_ИСХОДНЫЙ ТЕКСТ_

== == ==

Яркий пример – это церковь Покрова в Филях, действительно построенная Львом Кирилловичем Нарышкиным после того, как он спасся во время стрелецкого бунта. Лев Кириллович Нарышкин был родным братом матери Петра, второй жены Алексея Михайловича Натальи Кирилловны Нарышкиной. И вот поэтому отсюда нарышкинское барокко.
Но еще удивительней интерьер этой церкви, где вот такой вот барочный иконостас, меняющий все наши представления не только об иконостасе как ярусном произведении, где точное соответствие самой структуре Священного Писания, священной истории, где Новый Завет представлен, Ветхий Завет, паки Бытие в деисусе и т.д. Здесь не только меняется структура самого иконостаса, но меняется представление об иконе как таковой.
Потому что здесь в данном случае не только сама резьба, искусная, с вольными интерпретациями, вольными формами в виде круглых и многогранных картушей, но и иконы, написанные бригадой Карпа Золотарева, иконописца Оружейной палаты… Артель Карпа Золотарева подвизалась здесь в написании икон. Но здесь, можно сказать, уже не иконы Карп Золотарев написал, а картины. Это целые композиции, которые тянут уже скорее на европейскую картину – не только с трехмерным пространством и реально выписанными тканями, но и с абсолютно европейской подачей.
Чего стоит только одна икона святой Екатерины! Если вы уберете надпись и нимб, а он легко убирается, здесь уже нимб, который только декоративную роль выполняет, то это просто, не знаю, портрет миловидной женщины, может быть, из царского окружения, может быть, из царской фамилии. Очень миленькая такая дамочка. Т.е. то, что уже к концу XVII в. лики потеряли свою абсолютную иконность, которую они еще сохраняли у Симона Ушакова, а у Карпа Золотарева уже не сохраняют – это показатель эволюции.

== == ==

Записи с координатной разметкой

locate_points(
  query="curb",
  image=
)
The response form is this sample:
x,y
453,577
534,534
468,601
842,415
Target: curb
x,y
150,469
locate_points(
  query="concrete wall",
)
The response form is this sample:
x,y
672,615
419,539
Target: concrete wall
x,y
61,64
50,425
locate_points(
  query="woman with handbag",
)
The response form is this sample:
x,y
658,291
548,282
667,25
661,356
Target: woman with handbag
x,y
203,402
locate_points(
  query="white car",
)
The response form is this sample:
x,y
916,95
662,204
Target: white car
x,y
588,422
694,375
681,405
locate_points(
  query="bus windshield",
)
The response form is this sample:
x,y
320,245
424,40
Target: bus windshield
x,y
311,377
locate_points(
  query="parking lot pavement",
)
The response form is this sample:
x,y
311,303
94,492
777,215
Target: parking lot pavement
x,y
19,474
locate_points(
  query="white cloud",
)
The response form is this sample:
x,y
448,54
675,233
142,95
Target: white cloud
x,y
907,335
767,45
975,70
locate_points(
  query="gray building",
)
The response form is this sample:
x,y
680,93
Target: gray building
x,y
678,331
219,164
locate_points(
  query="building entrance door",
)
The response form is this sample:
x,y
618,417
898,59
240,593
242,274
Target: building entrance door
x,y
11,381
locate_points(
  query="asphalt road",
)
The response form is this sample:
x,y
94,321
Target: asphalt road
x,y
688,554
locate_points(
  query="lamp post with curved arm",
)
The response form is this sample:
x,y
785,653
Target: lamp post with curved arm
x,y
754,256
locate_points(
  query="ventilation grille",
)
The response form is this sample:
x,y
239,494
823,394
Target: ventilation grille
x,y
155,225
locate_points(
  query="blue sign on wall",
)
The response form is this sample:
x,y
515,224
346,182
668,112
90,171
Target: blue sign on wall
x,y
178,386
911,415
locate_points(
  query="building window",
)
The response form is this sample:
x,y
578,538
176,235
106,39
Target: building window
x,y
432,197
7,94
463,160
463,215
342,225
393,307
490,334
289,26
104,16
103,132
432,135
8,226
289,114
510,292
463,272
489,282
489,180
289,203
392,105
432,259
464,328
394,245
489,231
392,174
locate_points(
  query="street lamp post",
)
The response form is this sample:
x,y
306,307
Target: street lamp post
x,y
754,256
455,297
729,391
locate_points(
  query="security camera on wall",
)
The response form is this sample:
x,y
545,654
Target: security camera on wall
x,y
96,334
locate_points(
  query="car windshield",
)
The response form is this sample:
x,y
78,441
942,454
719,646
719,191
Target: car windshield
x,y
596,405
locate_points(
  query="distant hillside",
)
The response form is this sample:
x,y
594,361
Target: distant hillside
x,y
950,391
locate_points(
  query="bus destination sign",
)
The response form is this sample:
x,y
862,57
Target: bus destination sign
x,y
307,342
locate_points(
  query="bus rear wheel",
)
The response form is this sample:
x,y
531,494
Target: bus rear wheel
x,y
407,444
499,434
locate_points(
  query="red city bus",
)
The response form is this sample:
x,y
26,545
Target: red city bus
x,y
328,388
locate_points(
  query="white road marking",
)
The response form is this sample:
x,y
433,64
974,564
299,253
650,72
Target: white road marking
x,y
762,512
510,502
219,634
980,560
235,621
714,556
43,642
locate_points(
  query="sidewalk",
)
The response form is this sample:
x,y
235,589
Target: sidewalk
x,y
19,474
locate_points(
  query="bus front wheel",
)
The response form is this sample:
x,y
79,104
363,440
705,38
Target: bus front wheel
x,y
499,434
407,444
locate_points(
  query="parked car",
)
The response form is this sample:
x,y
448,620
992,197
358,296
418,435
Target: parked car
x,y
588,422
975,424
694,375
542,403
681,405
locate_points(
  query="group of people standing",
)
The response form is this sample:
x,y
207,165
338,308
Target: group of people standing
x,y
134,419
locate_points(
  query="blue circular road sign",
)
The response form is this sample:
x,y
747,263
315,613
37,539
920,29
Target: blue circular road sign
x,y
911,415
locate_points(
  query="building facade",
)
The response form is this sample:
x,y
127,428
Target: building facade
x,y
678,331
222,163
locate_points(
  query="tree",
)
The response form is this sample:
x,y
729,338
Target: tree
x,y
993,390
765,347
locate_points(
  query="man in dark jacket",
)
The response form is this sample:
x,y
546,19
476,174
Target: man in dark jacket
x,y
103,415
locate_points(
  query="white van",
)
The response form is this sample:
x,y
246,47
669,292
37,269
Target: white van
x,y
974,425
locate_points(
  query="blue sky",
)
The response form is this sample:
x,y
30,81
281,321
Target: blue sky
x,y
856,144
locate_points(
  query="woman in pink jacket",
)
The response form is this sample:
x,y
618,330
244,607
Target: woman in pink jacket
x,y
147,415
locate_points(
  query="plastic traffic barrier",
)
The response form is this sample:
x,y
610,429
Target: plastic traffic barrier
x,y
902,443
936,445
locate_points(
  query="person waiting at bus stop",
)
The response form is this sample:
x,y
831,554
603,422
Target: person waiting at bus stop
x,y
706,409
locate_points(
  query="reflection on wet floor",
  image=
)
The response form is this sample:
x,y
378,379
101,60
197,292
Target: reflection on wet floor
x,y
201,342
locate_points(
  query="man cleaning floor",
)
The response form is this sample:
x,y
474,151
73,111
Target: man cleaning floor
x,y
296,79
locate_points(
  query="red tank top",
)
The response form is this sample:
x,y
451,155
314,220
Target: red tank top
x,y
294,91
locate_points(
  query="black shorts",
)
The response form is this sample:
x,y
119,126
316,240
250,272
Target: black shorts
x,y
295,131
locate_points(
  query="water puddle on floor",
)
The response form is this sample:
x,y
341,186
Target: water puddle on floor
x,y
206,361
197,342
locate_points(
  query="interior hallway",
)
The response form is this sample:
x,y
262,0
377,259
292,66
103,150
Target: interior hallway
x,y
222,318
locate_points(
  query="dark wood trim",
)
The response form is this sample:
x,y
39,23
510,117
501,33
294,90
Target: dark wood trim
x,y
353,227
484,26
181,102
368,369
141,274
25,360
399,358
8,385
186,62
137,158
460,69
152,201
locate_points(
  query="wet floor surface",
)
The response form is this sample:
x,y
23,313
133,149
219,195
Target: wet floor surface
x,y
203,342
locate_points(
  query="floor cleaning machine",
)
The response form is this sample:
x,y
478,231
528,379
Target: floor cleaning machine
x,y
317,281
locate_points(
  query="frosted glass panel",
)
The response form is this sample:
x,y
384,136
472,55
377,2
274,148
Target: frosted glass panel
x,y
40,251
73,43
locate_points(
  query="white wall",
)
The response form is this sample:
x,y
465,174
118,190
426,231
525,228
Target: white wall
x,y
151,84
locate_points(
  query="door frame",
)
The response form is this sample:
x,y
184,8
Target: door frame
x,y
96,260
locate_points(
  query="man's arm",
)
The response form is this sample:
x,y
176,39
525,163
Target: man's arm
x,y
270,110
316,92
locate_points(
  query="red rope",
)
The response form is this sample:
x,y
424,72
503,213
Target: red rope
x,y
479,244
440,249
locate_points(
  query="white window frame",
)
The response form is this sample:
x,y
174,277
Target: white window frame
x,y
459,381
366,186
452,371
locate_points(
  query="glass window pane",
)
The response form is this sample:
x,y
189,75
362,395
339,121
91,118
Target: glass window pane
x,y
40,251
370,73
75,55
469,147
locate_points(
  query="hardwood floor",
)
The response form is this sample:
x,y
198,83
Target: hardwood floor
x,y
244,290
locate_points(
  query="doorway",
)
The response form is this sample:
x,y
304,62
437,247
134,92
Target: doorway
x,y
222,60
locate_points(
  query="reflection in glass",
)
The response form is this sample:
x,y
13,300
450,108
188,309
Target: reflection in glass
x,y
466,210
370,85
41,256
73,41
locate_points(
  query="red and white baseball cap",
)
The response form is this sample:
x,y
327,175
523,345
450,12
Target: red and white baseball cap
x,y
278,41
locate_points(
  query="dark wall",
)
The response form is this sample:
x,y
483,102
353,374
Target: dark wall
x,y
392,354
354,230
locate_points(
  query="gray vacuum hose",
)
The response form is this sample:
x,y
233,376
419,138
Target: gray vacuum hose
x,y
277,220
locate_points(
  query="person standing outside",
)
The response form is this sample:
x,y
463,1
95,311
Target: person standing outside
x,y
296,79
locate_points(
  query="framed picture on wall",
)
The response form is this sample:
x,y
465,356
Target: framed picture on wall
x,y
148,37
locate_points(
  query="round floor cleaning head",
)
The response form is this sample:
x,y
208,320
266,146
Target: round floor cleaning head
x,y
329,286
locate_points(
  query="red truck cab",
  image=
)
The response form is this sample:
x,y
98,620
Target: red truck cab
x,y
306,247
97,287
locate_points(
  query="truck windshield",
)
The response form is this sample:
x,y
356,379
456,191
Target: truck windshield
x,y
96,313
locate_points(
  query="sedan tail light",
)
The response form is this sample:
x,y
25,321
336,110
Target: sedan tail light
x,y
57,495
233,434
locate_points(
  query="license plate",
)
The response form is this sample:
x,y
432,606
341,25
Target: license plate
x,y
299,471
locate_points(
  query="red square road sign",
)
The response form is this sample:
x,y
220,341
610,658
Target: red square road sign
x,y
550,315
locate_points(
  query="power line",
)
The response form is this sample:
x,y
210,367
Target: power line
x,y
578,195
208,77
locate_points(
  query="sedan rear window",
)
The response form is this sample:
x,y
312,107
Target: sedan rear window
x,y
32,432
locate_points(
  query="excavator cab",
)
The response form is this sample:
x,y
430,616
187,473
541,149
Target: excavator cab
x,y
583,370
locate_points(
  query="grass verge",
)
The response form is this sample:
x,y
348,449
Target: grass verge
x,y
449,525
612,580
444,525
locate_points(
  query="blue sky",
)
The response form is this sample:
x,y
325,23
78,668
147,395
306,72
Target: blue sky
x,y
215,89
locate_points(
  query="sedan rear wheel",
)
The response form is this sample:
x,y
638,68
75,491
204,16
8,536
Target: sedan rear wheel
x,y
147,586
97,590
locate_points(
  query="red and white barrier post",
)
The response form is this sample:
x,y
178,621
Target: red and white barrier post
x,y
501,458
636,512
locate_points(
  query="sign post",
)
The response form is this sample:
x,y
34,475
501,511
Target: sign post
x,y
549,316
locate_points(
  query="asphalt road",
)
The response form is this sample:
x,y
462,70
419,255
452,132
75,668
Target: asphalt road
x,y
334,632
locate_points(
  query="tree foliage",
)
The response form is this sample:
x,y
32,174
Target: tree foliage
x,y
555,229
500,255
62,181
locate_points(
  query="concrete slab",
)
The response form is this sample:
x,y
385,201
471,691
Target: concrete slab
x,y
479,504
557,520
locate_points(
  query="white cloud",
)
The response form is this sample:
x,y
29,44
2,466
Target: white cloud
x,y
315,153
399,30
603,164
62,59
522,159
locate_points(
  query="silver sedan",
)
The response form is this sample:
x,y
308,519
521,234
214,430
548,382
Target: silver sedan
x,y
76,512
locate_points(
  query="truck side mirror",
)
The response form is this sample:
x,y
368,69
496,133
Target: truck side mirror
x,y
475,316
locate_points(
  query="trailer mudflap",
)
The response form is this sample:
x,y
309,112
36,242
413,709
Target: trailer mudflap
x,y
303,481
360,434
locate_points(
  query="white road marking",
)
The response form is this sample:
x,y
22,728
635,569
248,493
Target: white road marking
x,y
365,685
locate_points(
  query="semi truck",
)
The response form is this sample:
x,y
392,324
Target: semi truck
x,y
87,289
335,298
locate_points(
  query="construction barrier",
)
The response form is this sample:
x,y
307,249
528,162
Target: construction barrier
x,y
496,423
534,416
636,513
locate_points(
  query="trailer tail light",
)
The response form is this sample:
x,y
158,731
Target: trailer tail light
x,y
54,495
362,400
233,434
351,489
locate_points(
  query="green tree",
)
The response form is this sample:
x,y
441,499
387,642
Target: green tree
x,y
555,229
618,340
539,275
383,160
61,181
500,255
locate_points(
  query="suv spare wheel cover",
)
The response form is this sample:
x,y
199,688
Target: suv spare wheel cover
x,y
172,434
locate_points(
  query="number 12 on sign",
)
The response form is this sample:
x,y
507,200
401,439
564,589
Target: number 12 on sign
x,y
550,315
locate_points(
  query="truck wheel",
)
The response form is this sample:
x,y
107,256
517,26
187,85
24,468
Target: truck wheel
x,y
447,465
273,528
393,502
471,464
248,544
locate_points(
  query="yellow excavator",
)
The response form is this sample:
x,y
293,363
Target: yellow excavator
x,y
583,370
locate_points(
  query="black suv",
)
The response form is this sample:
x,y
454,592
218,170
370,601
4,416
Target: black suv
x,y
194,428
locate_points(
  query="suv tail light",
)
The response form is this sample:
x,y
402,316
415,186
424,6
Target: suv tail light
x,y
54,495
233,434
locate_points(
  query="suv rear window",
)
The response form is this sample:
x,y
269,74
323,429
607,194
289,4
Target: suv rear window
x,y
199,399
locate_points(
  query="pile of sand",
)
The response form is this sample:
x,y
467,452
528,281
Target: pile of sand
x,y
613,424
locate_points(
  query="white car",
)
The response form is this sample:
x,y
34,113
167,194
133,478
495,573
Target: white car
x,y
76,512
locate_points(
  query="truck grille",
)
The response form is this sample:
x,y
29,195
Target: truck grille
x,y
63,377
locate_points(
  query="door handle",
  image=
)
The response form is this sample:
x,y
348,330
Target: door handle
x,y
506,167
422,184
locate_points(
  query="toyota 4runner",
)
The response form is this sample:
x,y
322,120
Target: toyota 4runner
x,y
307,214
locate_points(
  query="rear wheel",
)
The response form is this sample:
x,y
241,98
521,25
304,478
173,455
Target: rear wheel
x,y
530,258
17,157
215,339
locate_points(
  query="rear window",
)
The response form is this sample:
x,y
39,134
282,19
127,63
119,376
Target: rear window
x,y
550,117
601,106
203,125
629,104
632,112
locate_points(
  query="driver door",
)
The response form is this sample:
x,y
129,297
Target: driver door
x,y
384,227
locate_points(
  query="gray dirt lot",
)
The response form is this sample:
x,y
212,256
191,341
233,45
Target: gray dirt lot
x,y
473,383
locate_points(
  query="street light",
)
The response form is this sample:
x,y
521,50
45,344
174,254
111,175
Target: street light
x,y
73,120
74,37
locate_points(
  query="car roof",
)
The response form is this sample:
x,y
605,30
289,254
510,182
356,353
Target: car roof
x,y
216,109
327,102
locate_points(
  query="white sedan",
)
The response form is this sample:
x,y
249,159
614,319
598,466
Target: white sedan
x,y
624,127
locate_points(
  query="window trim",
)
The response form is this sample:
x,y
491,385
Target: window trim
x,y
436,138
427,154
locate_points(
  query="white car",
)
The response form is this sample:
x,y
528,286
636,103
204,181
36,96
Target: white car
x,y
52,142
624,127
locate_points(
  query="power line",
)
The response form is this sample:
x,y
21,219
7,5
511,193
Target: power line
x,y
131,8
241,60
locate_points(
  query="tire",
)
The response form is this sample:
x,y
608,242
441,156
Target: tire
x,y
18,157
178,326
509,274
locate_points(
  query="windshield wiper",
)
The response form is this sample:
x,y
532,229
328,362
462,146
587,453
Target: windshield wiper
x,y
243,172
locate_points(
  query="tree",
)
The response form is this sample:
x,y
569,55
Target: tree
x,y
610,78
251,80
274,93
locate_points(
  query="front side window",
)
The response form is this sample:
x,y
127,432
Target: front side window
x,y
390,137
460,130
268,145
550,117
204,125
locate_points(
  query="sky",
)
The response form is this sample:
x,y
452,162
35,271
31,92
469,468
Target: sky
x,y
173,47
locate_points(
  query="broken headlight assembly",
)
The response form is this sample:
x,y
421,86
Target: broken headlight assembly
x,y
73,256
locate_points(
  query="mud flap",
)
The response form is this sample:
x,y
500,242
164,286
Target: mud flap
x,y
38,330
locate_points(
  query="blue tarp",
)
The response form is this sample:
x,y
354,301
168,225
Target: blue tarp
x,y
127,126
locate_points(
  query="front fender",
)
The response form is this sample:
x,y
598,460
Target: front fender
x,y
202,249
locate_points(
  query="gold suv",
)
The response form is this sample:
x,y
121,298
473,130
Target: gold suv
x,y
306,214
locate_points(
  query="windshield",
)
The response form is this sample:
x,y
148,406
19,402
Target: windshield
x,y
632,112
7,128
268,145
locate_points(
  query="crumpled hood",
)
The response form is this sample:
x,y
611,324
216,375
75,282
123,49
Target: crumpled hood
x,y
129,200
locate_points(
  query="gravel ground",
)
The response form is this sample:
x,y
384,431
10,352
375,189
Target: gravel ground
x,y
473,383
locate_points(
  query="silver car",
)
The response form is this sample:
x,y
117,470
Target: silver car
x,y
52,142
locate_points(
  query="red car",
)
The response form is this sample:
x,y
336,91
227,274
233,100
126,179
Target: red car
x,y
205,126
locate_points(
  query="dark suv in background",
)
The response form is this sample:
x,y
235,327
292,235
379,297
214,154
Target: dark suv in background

== == ==

_ЗАДАНИЯ_
a: Чья артель писала иконы для иконостаса, согласно тексту о церкви Покрова в Филях?
b: Продолжите рассказ о церкви Покрова в Филях, начав сразу после его последнего предложения.

_ОТВЕТЫ ПО ПОРЯДКУ_
a: Артель Карпа Золотарева, иконописца Оружейной палаты.

b:
Суровые критики нового стиля
И, конечно, тут нужно вспомнить критиков этого стиля, прежде всего протопопа Аввакума. Кстати, на старообрядческой иконе конца XVII в. или начала XVIII в. мы как раз видим его уже не портрет, а именно иконное изображение, и эта икона как раз показывает то, что хотели сохранить старообрядцы: иконность, темноликость, нетрехмерное пространство, обратную перспективу и т.д.
И вспомним, как сам протопоп Аввакум, который был очень остр на язык, критиковал это новое письмо. Конечно, критиковал он прежде всего своего идейного оппонента патриарха Никона. Он считал, что именно тот вводит все это, и он ему пишет, не стесняясь в выражениях: вот, собака Никон, захотелось ему немецких обычаев. И обвинял он во всем, конечно, Никона.
Ну, сама история взаимоотношений протопопа Аввакума и патриарха Никона очень интересна, потому что они мало того что были земляки (деревни их находились не очень далеко друг от друга), они еще некоторое время дружили, были в одном кружке ревнителей древнего благочестия и обсуждали очень важным вопросы справки книг. Но потом разошлись именно по вопросу именно на что ориентироваться.
Протопоп Аввакум считал, что нельзя ничего трогать в русских книгах, все там верно и правильно, и даже ошибки, которые вкрались, священны. А Никон считал, что нужно ориентироваться на более развитую греческую и западноевропейскую книжную традицию. Греческие книги и русские книги печатались уже давно в Венеции. Ну, вот здесь они разошлись. И, конечно, это западное, как казалось, направление Никона вызывало отторжение у протопопа Аввакума.
Копии и утопии патриарха Никона
Но посмотрим, насколько Никон был западником. Это тоже на самом деле один из мифов, которые устойчиво держатся. Дело в том, что Никон не был сторонником, как тогда говорили, фряжского письма. Фрязи – так называли итальянцев. А, скажем, Карп Золотарев уже, конечно, абсолютно ориентируется на итальянцев, даже уже не на Украину, не на Западную Белоруссию, а именно на итальянцев. А Никон-то не был сторонником этих новшеств!
Об этом говорит один такой факт: в один год, когда была Неделя торжества православия, а мы знаем, что этот праздник связан прежде всего с иконопочитанием, Никон прошелся по московским церквям и срывал со стен плохие иконы, как он считал, негодные иконы и бросал их оземь, чем очень удивил москвичей. Потому что, конечно, даже с негодными иконами, в общем, у нас не принято было так обращаться. Оказывается, он срывал со стен именно иконы фряжского письма, иконы, которые ему казались недостаточно духовными. Т.е. он тоже, со своей стороны, старался бороться с этими новшествами.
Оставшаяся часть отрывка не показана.